(Rows for bounding box labeling)
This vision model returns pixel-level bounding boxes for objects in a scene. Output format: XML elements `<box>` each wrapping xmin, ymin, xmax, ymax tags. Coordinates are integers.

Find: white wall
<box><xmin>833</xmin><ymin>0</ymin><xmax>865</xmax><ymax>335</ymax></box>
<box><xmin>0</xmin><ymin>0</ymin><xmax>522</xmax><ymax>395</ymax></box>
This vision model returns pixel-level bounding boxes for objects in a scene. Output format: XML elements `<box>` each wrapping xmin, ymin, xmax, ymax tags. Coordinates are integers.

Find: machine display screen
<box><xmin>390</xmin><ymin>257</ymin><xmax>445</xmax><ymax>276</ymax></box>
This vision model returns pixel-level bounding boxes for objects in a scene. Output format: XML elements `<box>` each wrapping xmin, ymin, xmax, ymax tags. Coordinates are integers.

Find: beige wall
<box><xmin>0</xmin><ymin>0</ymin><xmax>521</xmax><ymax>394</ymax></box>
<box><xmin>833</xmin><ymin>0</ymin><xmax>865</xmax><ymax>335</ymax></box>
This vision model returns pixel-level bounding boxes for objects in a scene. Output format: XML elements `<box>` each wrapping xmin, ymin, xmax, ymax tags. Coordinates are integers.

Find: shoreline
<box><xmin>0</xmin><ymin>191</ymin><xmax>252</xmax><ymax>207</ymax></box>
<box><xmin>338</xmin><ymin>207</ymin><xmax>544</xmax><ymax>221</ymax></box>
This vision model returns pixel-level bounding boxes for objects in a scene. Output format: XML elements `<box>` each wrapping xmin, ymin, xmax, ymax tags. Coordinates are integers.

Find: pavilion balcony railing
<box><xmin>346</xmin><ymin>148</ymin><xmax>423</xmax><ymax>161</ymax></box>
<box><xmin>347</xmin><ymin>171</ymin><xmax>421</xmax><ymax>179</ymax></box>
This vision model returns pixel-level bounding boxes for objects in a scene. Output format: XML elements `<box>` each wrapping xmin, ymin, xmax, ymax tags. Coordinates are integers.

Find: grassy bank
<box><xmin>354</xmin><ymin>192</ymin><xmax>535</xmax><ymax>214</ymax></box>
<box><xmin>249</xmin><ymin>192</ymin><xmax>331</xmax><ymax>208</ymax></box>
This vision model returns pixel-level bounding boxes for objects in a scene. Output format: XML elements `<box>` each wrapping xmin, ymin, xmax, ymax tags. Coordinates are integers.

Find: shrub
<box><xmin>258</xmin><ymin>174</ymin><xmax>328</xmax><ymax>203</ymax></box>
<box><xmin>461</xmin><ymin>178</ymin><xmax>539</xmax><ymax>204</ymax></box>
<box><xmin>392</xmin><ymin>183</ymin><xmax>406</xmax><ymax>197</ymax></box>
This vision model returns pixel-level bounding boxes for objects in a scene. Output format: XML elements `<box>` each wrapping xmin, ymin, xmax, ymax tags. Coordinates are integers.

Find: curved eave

### TASK BRIEF
Extract every line of the rows above that contains the string "Find". Case matters.

### SOLUTION FOR THIS EXERCISE
Find: white wall
Find: machine display screen
Find: beige wall
Find: shoreline
Find: pavilion balcony railing
Find: grassy bank
Find: shrub
Find: curved eave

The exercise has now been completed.